◆ ACTIONS TO TAKE ◆
**A.** In the passage on the Dubai International Financial Centre, what percentage of DIFC Courts cases were settled without trial in 2016?
**B.** From the passage on the Dubai International Financial Centre, reproduce the text that begins at the words "The DIFC Courts have" and ends after "and their employees.".

Dubai is home to the region’s principal financial free zone, the Dubai International Financial Centre (DIFC). The zone hosted 1648 registered companies in 2016, including 447 financial services firms. The zone also hosts the Nasdaq Dubai stock exchange, which lists the largest amount of sukuk (Islamic bonds) in the world, with a November 2017 figure of $53bn.
Ian Johnston, chief executive of the Dubai Financial Services Authority, which regulates activities in the DIFC, told OBG that the authority had licensed 70 new businesses in 2016. The entrants were mostly banks and insurance firms, of which HSBC Middle East was the largest. HSBC is the first fully licensed bank in the zone, with others concentrating on niches, such as trade finance. “Many large banks have followed their customers to the region and see Dubai as a gateway into not only the Middle East, but Africa as well,” he told OBG, citing the arrival of four large Chinese banks as an example of the trend. This highlights growing interest from emerging market-based institutions. “When it was first established in 2002 the DIFC had a stronger reputation among Western companies, but since 2011 there’s been a notable shift to the East, and we expect continued growth from Middle Eastern, South Asian and Far Eastern businesses in the coming years.”
Although other territories in the region are seeking to develop financial free zones of their own, the DIFC still remains highly competitive. Rajai Ayyash, managing director and Gulf regional executive for global client management at BNY Mellon, said he did not see Abu Dhabi’s financial free zone, Abu Dhabi Global Markets (ADGM), taking any significant amount of business away from the DIFC. “There is some competition between the two in the financial technology space, but ADGM is currently focusing on slightly different areas, such as asset management, and can therefore actually complement the DIFC,” he told OBG, adding that he felt the DIFC would maintain its position as similar free zones in the region develop.
A key body in the zone is the DIFC Dispute Resolution Authority, which is tasked with oversight of the DIFC Courts. This is an arbitration system operated in conjunction with the London Court of International Arbitration, a law academy and wills and probate registry. The court system settles civil, commercial and now, with the change in the law, labour disputes in the DIFC, applying the zone’s common law – unless otherwise specified by the contract in question – which is based predominantly on UK common law.
This legal system helps attract international financial institutions to the zone, as many are familiar with the UK’s legal structure given the importance of London to the international financial system, and the court activities are conducted in English. The sums in dispute cases rose from $440m in 2014 to $1.5bn in 2016.
The courts generally aim to achieve a settlement without trial, and 85% of cases were resolved this way in 2016, which the authority suggested may be the highest rate of settlement for a commercial court in the world. The system also runs a small claims court that does not involve lawyers for cases disputing sums of less than Dh500,000 ($136,000), and 90% of these are resolved within one month.
The DIFC Courts have also operated a pro-bono scheme since 2009, involving a register of 30 volunteer legal practices willing to take on some cases for free, as well as pro-bono clinics every two weeks for clients in need of help. The offering addresses the problem of contractors who wish to take a client to court for non-payment, but cannot afford to hire a legal team to do so because they have not been paid.
The zone’s courts continue to expand, which is likely to further boost its attractiveness to firms seeking to deal with UK law. A significant move was made in March 2017: the authorities amended the 2004 DIFC Courts law to extend their jurisdiction from civil and commercial cases to include labour cases arising from disputes between DIFC-based businesses and their employees.

◆ DATASET EXCERPTS ◆
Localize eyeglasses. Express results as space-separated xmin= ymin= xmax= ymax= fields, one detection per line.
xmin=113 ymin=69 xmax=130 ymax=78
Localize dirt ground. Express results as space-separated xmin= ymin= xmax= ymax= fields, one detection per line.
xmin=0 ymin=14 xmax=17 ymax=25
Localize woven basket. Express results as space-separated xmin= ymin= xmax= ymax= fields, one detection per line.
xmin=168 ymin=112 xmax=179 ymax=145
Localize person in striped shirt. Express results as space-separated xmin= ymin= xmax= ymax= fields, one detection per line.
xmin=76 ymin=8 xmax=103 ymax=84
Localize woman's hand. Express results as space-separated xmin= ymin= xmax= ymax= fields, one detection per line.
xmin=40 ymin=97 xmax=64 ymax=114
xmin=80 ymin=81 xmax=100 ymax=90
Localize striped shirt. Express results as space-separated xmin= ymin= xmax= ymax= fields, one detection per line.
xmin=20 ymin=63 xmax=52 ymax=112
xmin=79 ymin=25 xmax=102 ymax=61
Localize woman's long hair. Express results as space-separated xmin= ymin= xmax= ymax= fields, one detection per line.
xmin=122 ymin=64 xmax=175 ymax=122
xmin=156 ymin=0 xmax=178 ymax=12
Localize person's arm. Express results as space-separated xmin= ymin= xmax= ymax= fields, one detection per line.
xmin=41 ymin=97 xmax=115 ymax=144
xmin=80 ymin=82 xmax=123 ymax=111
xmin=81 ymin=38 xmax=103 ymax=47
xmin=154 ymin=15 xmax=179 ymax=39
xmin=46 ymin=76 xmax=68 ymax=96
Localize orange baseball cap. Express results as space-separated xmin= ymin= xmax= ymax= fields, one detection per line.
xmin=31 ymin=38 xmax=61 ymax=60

◆ OUTPUTS IN ORDER ◆
**A.** 85%

**B.**
The DIFC Courts have also operated a pro-bono scheme since 2009, involving a register of 30 volunteer legal practices willing to take on some cases for free, as well as pro-bono clinics every two weeks for clients in need of help. The offering addresses the problem of contractors who wish to take a client to court for non-payment, but cannot afford to hire a legal team to do so because they have not been paid.
The zone’s courts continue to expand, which is likely to further boost its attractiveness to firms seeking to deal with UK law. A significant move was made in March 2017: the authorities amended the 2004 DIFC Courts law to extend their jurisdiction from civil and commercial cases to include labour cases arising from disputes between DIFC-based businesses and their employees.